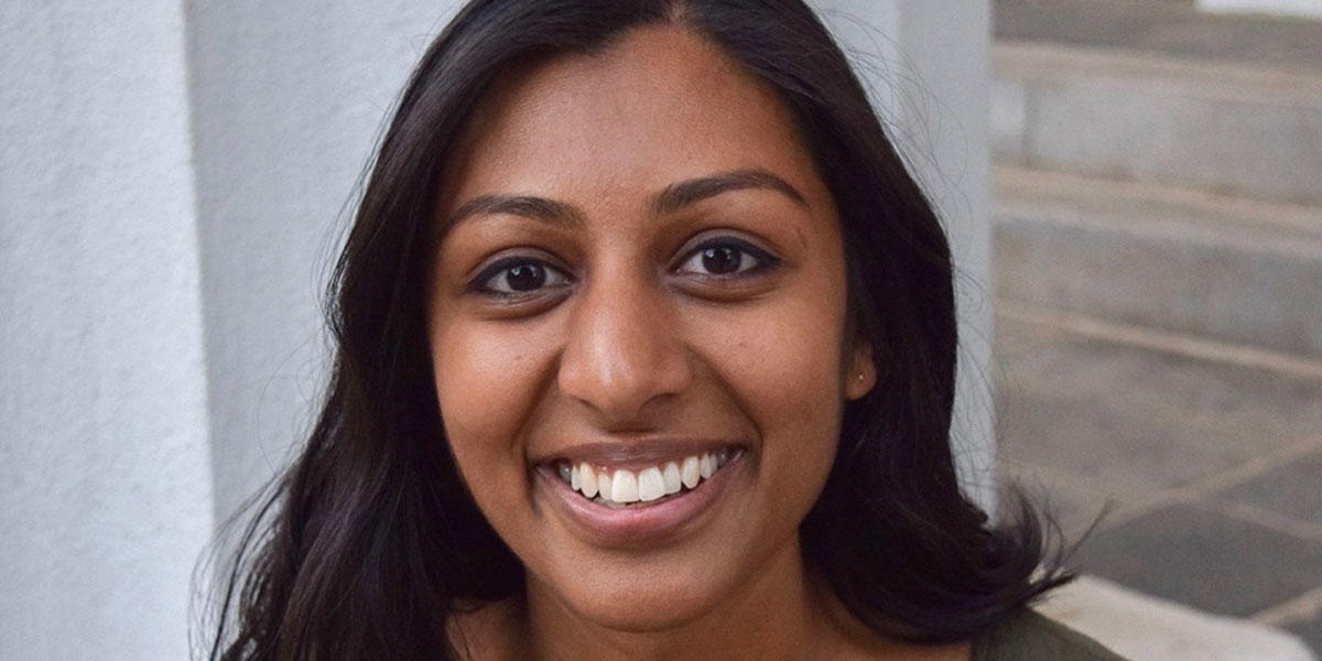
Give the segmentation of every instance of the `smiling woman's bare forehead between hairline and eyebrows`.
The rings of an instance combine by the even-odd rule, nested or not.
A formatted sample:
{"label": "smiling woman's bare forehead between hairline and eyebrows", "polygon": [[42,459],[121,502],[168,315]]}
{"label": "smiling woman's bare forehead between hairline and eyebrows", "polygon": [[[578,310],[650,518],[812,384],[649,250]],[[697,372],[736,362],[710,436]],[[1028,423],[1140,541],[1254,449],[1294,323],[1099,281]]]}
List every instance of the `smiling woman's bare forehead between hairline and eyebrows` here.
{"label": "smiling woman's bare forehead between hairline and eyebrows", "polygon": [[[674,26],[504,73],[448,164],[442,208],[486,193],[637,201],[670,182],[765,168],[824,197],[793,115],[717,46]],[[584,200],[572,200],[578,194]]]}

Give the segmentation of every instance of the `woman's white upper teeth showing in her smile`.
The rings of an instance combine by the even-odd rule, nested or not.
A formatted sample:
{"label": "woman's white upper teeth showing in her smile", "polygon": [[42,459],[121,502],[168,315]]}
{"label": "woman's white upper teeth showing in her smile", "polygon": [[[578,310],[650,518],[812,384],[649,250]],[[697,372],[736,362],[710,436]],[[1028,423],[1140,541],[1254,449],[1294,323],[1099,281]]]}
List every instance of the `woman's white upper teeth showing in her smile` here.
{"label": "woman's white upper teeth showing in her smile", "polygon": [[661,461],[639,471],[559,460],[555,473],[575,493],[608,508],[636,508],[687,494],[742,452],[724,447],[713,452]]}

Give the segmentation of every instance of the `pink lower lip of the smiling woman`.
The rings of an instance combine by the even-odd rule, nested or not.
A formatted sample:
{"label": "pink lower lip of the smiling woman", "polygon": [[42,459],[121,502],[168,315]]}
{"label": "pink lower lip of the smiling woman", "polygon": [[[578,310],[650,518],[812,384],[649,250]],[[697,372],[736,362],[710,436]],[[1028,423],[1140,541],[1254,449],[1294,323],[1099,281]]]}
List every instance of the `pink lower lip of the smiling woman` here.
{"label": "pink lower lip of the smiling woman", "polygon": [[541,465],[534,473],[543,493],[564,513],[570,524],[588,541],[608,547],[637,547],[654,545],[676,537],[697,522],[720,498],[735,473],[743,468],[746,449],[739,451],[728,464],[720,467],[698,488],[672,496],[650,505],[608,508],[583,497],[554,473],[554,468]]}

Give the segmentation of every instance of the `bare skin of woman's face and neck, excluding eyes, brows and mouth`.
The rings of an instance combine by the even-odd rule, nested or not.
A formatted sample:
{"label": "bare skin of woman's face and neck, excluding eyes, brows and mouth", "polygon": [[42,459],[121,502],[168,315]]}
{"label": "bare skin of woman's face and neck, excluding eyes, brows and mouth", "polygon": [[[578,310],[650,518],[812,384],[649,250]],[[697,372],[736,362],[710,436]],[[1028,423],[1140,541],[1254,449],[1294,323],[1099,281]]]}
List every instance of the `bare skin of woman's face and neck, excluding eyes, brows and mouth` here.
{"label": "bare skin of woman's face and neck, excluding eyes, brows and mouth", "polygon": [[[748,169],[796,193],[736,186],[654,205],[677,182]],[[439,223],[489,194],[553,200],[578,218],[479,212],[436,249],[427,319],[446,434],[529,576],[524,599],[452,621],[473,658],[968,658],[966,645],[875,635],[805,570],[798,525],[845,401],[875,373],[871,348],[842,337],[834,201],[769,87],[682,28],[635,30],[600,54],[502,75],[443,181]],[[726,238],[775,267],[713,276],[694,251]],[[473,291],[512,255],[543,264],[545,286]],[[740,268],[759,263],[739,255]],[[477,284],[508,288],[501,274]],[[534,463],[644,436],[747,449],[713,506],[662,543],[594,543]]]}

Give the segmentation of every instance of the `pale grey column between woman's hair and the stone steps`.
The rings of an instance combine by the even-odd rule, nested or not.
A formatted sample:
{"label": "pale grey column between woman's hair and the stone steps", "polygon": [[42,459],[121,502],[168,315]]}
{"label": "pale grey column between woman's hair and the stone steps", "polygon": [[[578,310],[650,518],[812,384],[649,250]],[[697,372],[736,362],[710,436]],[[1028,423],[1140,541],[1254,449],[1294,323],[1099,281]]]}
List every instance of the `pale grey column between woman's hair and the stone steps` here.
{"label": "pale grey column between woman's hair and the stone steps", "polygon": [[995,505],[988,0],[817,0],[951,235],[960,315],[952,449],[965,490]]}

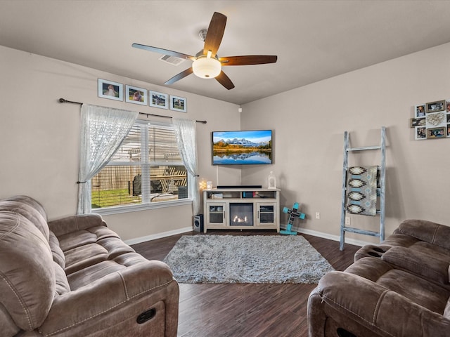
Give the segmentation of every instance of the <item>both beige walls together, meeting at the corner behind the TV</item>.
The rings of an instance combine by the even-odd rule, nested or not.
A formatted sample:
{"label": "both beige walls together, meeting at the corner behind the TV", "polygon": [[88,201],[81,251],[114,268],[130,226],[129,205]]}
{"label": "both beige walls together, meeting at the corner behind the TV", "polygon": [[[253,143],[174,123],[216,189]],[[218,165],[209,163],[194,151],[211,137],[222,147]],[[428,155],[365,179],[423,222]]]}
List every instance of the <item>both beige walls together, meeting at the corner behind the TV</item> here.
{"label": "both beige walls together, meeting at the corner behind the TV", "polygon": [[[262,100],[238,106],[170,87],[15,51],[0,46],[0,198],[28,194],[46,207],[49,218],[72,215],[77,206],[79,107],[58,98],[140,112],[179,112],[97,97],[97,79],[151,88],[188,99],[198,124],[200,178],[214,186],[266,185],[269,171],[281,187],[281,208],[295,201],[307,214],[303,230],[337,237],[340,225],[343,133],[353,146],[379,142],[387,127],[387,228],[405,218],[446,223],[450,218],[450,139],[413,140],[413,105],[450,98],[450,44],[383,62]],[[218,89],[220,90],[220,89]],[[238,88],[233,89],[238,90]],[[165,120],[165,119],[161,119]],[[210,132],[245,128],[274,130],[271,166],[212,166]],[[357,155],[350,164],[378,164],[375,155]],[[242,171],[242,172],[241,172]],[[315,212],[321,219],[314,219]],[[375,230],[378,217],[351,216],[352,225]],[[136,239],[191,226],[191,206],[105,216],[123,239]],[[282,223],[287,217],[282,213]],[[349,239],[375,238],[347,234]]]}

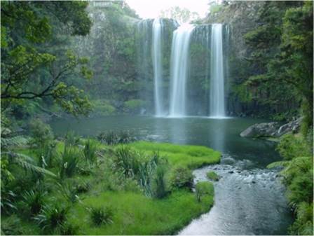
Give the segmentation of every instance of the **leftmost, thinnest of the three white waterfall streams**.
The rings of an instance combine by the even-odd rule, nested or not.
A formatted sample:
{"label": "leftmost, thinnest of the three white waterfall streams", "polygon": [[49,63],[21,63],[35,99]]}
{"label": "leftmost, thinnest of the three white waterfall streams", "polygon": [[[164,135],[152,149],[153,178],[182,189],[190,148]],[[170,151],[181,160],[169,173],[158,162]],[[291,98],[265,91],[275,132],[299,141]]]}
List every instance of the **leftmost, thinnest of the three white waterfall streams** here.
{"label": "leftmost, thinnest of the three white waterfall streams", "polygon": [[152,39],[152,61],[153,61],[153,98],[155,102],[155,115],[163,116],[165,113],[163,105],[163,66],[162,66],[162,30],[163,21],[153,20],[153,39]]}

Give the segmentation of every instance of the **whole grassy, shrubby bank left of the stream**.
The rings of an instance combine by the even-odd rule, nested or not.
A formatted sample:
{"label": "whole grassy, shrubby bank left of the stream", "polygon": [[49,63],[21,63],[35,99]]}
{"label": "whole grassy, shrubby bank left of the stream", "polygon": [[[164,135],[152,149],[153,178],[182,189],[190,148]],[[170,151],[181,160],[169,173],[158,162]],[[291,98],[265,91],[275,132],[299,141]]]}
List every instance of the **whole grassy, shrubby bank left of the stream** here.
{"label": "whole grassy, shrubby bank left of the stream", "polygon": [[29,134],[1,132],[1,234],[173,234],[212,207],[212,183],[191,190],[191,169],[220,160],[210,148],[125,133],[109,134],[112,145],[72,132],[56,140],[39,120]]}

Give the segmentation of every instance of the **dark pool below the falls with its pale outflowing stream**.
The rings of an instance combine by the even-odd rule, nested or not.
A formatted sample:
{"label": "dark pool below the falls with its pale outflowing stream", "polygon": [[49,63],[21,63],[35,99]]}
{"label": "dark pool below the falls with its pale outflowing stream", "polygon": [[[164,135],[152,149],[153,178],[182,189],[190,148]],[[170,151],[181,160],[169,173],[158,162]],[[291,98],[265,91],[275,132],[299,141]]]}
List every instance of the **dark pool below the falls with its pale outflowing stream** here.
{"label": "dark pool below the falls with its pale outflowing stream", "polygon": [[271,141],[240,137],[254,123],[252,118],[210,119],[205,117],[155,118],[149,116],[109,116],[80,120],[53,120],[55,134],[74,130],[95,136],[108,130],[130,130],[138,139],[194,144],[223,153],[221,165],[197,169],[195,181],[206,180],[214,169],[221,180],[215,183],[212,210],[181,230],[182,235],[286,235],[292,222],[285,188],[274,170],[266,165],[280,160]]}

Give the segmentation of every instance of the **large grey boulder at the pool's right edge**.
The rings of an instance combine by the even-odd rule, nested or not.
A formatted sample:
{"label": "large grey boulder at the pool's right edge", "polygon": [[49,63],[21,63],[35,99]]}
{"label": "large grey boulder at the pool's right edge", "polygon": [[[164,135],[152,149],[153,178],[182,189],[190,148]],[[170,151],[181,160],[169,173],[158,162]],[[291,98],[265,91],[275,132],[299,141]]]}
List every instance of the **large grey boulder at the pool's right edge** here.
{"label": "large grey boulder at the pool's right edge", "polygon": [[277,122],[254,124],[241,132],[240,136],[249,138],[273,137],[279,127]]}

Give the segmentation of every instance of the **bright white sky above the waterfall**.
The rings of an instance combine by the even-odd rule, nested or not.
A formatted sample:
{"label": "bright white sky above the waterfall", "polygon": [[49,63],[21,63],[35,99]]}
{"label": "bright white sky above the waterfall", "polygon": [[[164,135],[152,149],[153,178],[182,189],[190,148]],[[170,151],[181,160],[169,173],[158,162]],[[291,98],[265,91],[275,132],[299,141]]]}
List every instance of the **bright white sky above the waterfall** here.
{"label": "bright white sky above the waterfall", "polygon": [[204,18],[208,10],[208,0],[126,0],[140,18],[158,18],[162,10],[172,6],[188,8],[191,12],[196,11],[200,18]]}

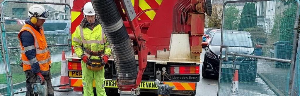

-------------------------

- [AIM OF THE EXERCISE] Among the lines above, find those with the word "Give". Copy them.

- [REPLY TO THE EXERCISE]
Give the segmentation of every instance of the `smiling woman's bare forehead between hairline and eyebrows`.
Give the segmentation of every instance of the `woman's white upper teeth showing in her smile`.
Give the segmentation of every instance of the `pink lower lip of the smiling woman`.
Give the segmentation of every instance of the `bare skin of woman's face and neck, excluding eyes, brows and mouth`.
Give the segmentation of every instance of the `pale grey column between woman's hair and the stone steps`.
Give the segmentation of every instance of the <item>both beige walls together, meeting at the corner behind the TV</item>.
Give the segmentation of every instance of the **leftmost, thinnest of the three white waterfall streams**.
Give the segmentation of every instance of the **whole grassy, shrubby bank left of the stream**.
Give the segmentation of every instance of the **dark pool below the falls with its pale outflowing stream**.
Give the segmentation of every instance of the **large grey boulder at the pool's right edge**.
Give the segmentation of every instance of the **bright white sky above the waterfall**.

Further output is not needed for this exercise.